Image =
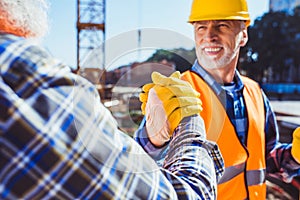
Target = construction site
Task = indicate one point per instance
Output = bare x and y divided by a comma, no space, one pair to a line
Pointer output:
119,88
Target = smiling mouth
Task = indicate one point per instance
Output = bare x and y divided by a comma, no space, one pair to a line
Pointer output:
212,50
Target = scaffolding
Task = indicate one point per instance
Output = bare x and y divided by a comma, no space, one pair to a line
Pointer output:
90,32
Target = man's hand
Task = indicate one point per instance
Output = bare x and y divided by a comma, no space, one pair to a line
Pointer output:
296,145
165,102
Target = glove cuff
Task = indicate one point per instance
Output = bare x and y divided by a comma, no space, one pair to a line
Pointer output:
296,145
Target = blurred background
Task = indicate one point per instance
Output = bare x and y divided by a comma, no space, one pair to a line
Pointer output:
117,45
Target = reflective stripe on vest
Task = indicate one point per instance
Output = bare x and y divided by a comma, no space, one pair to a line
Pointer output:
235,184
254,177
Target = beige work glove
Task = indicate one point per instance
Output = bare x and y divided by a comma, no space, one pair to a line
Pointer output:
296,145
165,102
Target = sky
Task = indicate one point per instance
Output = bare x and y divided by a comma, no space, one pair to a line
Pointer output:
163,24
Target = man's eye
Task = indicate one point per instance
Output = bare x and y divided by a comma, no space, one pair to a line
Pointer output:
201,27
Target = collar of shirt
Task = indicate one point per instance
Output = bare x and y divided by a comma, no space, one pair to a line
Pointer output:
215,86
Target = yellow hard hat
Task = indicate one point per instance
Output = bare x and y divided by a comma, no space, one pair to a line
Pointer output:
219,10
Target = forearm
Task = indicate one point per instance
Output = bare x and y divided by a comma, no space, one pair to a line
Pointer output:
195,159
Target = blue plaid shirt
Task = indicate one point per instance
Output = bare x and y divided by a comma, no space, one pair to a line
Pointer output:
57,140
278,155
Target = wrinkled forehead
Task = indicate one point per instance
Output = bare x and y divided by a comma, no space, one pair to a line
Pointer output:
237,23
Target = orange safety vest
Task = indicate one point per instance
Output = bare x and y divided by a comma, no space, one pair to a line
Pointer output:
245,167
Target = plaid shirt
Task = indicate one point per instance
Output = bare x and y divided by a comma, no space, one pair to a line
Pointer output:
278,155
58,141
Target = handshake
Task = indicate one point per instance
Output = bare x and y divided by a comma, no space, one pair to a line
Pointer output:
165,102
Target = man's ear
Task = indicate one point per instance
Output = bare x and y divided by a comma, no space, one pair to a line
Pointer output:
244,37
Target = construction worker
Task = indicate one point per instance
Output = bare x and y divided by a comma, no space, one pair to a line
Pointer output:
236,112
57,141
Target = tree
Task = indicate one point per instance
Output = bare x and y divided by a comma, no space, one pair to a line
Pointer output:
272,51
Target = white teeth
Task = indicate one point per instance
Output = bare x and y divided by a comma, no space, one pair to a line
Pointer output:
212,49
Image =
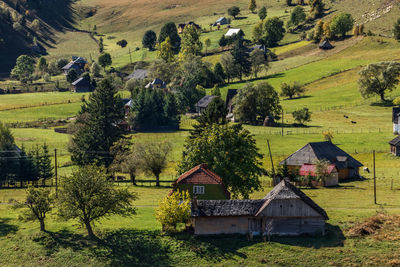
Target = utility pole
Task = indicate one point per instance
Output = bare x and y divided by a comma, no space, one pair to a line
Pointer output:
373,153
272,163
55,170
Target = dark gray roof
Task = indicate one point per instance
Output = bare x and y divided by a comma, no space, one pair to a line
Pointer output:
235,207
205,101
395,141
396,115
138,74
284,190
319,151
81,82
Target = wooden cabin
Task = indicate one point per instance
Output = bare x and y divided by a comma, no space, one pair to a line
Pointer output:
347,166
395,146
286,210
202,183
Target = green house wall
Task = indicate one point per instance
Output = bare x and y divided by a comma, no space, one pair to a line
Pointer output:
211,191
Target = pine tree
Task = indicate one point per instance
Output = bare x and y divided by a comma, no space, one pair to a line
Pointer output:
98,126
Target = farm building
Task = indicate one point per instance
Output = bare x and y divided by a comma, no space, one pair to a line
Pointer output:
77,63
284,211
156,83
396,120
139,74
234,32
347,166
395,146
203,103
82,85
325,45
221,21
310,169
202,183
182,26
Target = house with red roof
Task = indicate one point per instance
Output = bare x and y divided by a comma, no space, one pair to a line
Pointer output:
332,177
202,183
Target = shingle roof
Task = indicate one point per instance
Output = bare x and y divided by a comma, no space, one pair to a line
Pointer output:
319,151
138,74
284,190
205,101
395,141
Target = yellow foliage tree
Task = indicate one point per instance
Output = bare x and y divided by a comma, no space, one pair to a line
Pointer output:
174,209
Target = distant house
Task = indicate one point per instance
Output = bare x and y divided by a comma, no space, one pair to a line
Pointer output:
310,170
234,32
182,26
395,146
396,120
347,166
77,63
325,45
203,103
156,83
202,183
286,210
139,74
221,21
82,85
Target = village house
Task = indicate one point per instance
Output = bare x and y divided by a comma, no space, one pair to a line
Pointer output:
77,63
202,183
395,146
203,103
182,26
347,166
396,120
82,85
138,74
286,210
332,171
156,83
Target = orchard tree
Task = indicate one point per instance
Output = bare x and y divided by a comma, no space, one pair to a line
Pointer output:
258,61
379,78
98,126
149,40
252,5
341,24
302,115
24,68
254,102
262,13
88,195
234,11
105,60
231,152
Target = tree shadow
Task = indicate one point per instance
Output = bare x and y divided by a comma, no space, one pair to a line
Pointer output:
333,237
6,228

::::::::::

• **The exercise**
Copy every line of the material above word for word, leaving out the pictures.

• **Problem solution**
Image =
Target = construction site
Task = indicate one point per instance
Output = bare x and y divided by a comma, no space, one pair to a line
Pointer output:
119,88
Target = smiling mouth
Task = indicate one point per instance
Output = bare x and y divided by a comma, no space, one pair to a line
Pointer output:
212,50
Target = scaffolding
Task = indicate one point per instance
Output = bare x and y divided by a comma, no space, one pair to a line
Pointer output:
90,32
Target = man's hand
Task = indicate one point per instance
Output = bare x and y divided by a comma, no space, one pair to a line
Pointer output:
296,145
165,102
Target = glove cuff
Task = indicate one point per instance
Output = bare x and y divided by a comma, no space, one pair to a line
Pointer output:
296,145
Target = blurred background
Task = indicate one point per instance
Output = bare x and y divided by a comma, no space, one pair to a line
Pointer output:
117,45
Target = reflective stripe on vest
Task = indicate one point per instance
Output = bare x and y divided by a comma, no space, one pair to a line
Pointer output:
235,184
254,177
Target = beige work glove
Task = indicate one point per instance
Output = bare x and y divided by a comma, no space, one pair to a line
Pointer output:
296,145
165,102
Target = sky
Task = indicate one point per instance
Output = bare x and y divided by a comma, no space, one pair to a line
Pointer output:
163,24
Target = man's eye
Task = indicate one point per instance
Output = bare x and y divided by a comma, no space, one pair to a line
Pointer output:
201,27
Target = collar of shirt
Task = indicate one point per instance
Output = bare x and y divided by a comma, no space, one pair to a line
Pointer output:
215,86
Target = yellow hard hat
Task = indicate one point per instance
Output = bare x and y divided by a comma, no space, one pair to a line
Pointer output:
219,10
Target = forearm
Task = indicate one point per instance
Output = bare x and y divided by a comma, no space, one pair to a line
Pointer output:
195,159
Target = blue plaid shirt
Task = indicate one point per instance
Output = bare x and y divided by a comma, no space, one pair to a line
Pointer output:
57,140
278,155
Target = wrinkled forehead
Task = indicate one point per instance
Output = bare x and y divided by a comma, no space, one pair to a line
Pointer output:
237,23
Target = orange safety vest
Task = indicate one point per instance
Output = bare x and y divided by a comma, no space, one pair to a line
Pointer output:
245,167
Target = plaid shirt
Task = indicate one point per instance
Output = bare x and y divided by a comma, no space, one pair to a line
Pointer output:
278,155
58,141
Target = handshake
Task = indicate one point per instance
Output = bare x and y divided by a comma, no space, one pair to a line
Pointer output:
165,102
Target = man's ear
Task = indicate one point per instance
Output = bare x and y divided by a comma, no space, one pair to a line
Pointer output:
244,37
Target = construction worker
Task = indicate one point per instance
Output = bare x and y divided by a comma, no space, one pair to a line
Pointer output:
236,112
57,141
Target = tree
Task = indicate one point per instance
Output = bare x and y divided by a comma, no space, one pair to a line
Pointer output:
272,51
Target = white teeth
Task = indicate one point per instance
Output = bare x and y divided by a comma, no space, one pair to a line
Pointer output:
212,49
Image =
Target = utility pole
Task = indicate one point per instance
Output = bare x and y divided by a comma, no space, one pair to a line
Pointer output:
373,153
272,163
55,170
Target = dark gray roof
Task = indicate one point per instance
Output = bare x and y divided by a comma, no space, one pair to a line
Pointer output:
235,207
205,101
395,141
396,115
138,74
284,190
319,151
81,82
Target = wooden cabin
Task = indicate one point per instance
Output = bare x and y divided by a comma, no space, one pair to a line
Pointer output:
347,166
395,146
286,210
202,183
Target = green house wall
Task = indicate one point per instance
Output = bare x and y divided by a comma, no space, one pair to a line
Pointer output:
211,191
Target = pine tree
Task = indicate one point per instance
Output = bare x and y divided by a comma, no space, one pair to a line
Pointer output:
98,126
Target = farm building
Task = indicate one point per instance
Output = bare x and y divided by a comma, no space, one pair to a line
Pointer output:
77,63
284,211
156,83
396,120
139,74
234,32
347,166
395,146
203,103
82,85
325,45
221,21
310,169
202,183
182,26
Target = house with red roof
Task = indicate one point per instance
Output = bare x and y divided by a comma, no space, one pair to a line
Pointer output:
332,177
202,183
Target = shingle roof
Task = indicate one point per instance
Output = bare x and y divided by a comma, no space, one pair to a line
Pointer output:
319,151
138,74
284,190
205,101
395,141
Target = yellow foliage tree
Task = indicate one point per instance
Output = bare x and y divided by a comma, no space, one pair to a line
Pointer output:
174,209
Target = distant house
Task = indicate one point per instance
Output = bare x and y divided by a comma, no space, one pair to a line
Pointer output:
310,170
234,32
182,26
395,146
396,120
347,166
77,63
325,45
203,103
156,83
202,183
286,210
139,74
221,21
82,85
Target = village house
Task = indicate one point per instance
Output = bare x and y divided by a comma, no space, one pair to a line
Pointer output:
77,63
202,183
395,146
203,103
182,26
347,166
396,120
82,85
138,74
286,210
332,171
156,83
Target = orchard tree
Task = indicate one point per instance
Output = bare x and y divided by a comma, no space, one pair to a line
Pointer output:
258,61
379,78
98,126
149,40
252,5
341,24
302,115
24,68
254,102
262,13
88,195
234,11
105,60
231,152
Target = tree shadow
Task = indicate one point per instance
Output = bare x and y divided by a comma, no space, one pair to a line
Pointer output:
333,237
6,228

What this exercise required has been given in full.